● **EXERCISE TASK**: Rescale the records from the line with "the woman with" to the line with "x=401, y=210", both included, by writing those lines out again in full, requests too, with each answer coordinate multiplied by 2.6 and rounded to a whole number, halves up. Keep the numbers in the requests and their sample points unchanged.

-- RECORDS SUPPLIED start --

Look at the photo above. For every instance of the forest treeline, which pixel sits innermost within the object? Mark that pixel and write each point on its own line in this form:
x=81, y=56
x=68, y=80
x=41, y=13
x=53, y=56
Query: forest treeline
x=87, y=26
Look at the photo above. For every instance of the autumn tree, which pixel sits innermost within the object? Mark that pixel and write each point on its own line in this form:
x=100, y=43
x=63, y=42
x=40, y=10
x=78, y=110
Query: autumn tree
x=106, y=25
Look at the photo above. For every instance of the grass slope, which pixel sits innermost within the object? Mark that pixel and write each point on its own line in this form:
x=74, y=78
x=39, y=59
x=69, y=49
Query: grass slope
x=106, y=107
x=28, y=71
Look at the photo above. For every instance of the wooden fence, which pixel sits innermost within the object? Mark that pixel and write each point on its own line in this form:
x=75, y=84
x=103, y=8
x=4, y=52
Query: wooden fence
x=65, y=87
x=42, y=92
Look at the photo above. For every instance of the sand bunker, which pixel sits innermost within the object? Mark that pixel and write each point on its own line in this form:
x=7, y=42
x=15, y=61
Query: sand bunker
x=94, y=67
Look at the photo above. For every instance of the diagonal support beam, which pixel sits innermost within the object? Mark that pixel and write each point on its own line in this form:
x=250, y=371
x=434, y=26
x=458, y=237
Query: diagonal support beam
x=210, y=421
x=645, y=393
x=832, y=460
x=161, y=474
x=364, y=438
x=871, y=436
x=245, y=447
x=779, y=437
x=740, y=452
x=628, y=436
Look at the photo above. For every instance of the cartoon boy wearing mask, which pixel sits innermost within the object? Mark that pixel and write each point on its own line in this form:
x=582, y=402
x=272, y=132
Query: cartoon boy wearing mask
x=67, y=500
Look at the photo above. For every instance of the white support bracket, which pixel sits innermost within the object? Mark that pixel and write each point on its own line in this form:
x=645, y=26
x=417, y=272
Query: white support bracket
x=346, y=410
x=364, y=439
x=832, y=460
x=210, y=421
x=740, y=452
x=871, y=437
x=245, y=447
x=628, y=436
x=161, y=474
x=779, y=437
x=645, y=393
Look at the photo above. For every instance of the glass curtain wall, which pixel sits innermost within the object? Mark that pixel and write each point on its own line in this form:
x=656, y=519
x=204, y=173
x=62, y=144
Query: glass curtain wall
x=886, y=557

-- RECORDS SUPPLIED end --
-- RECORDS SUPPLIED start --

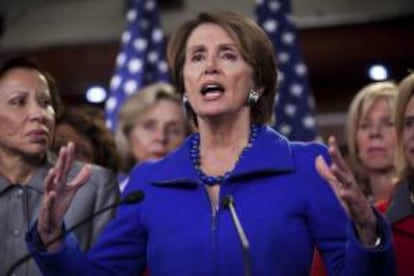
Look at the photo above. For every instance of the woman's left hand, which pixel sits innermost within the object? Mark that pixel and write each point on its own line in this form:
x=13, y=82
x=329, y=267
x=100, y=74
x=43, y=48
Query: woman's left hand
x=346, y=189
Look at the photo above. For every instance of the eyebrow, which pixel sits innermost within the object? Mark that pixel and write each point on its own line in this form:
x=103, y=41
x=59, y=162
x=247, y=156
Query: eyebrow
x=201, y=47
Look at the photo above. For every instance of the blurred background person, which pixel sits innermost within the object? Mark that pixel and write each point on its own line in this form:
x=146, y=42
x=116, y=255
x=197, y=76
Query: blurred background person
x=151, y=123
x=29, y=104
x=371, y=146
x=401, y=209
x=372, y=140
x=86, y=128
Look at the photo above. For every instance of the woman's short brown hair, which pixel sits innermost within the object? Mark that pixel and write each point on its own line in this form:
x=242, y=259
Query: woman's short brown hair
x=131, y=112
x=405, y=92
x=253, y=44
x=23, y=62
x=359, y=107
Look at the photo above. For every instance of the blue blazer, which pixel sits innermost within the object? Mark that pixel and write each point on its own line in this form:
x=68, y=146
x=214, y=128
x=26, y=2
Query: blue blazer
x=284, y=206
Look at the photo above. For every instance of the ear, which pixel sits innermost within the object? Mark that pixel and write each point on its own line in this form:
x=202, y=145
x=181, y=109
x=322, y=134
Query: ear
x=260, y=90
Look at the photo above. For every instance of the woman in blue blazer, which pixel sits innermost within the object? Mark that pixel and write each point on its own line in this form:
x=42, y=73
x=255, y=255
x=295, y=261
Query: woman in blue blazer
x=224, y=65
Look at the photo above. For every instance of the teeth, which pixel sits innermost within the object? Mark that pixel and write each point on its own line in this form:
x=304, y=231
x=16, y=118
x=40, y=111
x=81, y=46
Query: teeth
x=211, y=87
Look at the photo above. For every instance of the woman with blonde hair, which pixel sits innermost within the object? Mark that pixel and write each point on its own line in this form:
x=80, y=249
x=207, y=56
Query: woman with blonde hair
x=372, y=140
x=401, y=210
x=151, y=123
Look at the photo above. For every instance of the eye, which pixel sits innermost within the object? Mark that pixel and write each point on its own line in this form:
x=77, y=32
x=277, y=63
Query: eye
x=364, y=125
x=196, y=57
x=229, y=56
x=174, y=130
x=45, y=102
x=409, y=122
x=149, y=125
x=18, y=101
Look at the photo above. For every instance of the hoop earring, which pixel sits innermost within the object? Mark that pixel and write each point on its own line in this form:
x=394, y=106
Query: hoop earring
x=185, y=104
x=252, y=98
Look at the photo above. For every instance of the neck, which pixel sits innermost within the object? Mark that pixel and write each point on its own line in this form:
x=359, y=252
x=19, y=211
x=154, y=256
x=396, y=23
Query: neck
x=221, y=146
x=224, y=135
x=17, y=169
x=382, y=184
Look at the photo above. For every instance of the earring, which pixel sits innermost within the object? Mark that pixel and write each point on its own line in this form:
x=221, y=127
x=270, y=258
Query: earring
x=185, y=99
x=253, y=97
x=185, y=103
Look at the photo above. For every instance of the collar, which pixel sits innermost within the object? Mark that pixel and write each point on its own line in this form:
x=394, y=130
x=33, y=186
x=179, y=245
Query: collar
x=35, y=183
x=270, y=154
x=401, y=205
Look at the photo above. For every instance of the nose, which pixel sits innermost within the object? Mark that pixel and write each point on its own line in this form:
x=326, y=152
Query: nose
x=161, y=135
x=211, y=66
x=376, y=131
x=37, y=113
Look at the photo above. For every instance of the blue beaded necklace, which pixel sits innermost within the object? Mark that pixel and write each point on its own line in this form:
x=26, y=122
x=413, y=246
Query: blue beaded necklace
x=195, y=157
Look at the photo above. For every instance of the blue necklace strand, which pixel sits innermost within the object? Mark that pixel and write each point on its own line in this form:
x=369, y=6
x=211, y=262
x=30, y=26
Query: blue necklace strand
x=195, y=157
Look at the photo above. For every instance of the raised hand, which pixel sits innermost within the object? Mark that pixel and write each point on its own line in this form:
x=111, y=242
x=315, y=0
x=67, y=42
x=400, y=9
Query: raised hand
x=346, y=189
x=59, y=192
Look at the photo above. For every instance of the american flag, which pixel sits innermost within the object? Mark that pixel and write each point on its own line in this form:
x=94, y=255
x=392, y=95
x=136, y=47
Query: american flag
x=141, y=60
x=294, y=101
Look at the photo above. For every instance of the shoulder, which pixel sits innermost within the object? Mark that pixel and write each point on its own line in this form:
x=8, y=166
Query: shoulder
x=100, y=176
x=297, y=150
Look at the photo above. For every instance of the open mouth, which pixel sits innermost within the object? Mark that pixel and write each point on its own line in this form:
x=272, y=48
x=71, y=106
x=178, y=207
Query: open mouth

-- RECORDS SUPPLIED end --

● **THE COMPLETED TASK**:
Look at the photo above. For every instance of the woman with blonde hair, which pixel sits innermost within the object? Mark that pixel and write each point on its own line in this form:
x=80, y=249
x=207, y=56
Query: woman with blonde hair
x=967, y=364
x=1043, y=546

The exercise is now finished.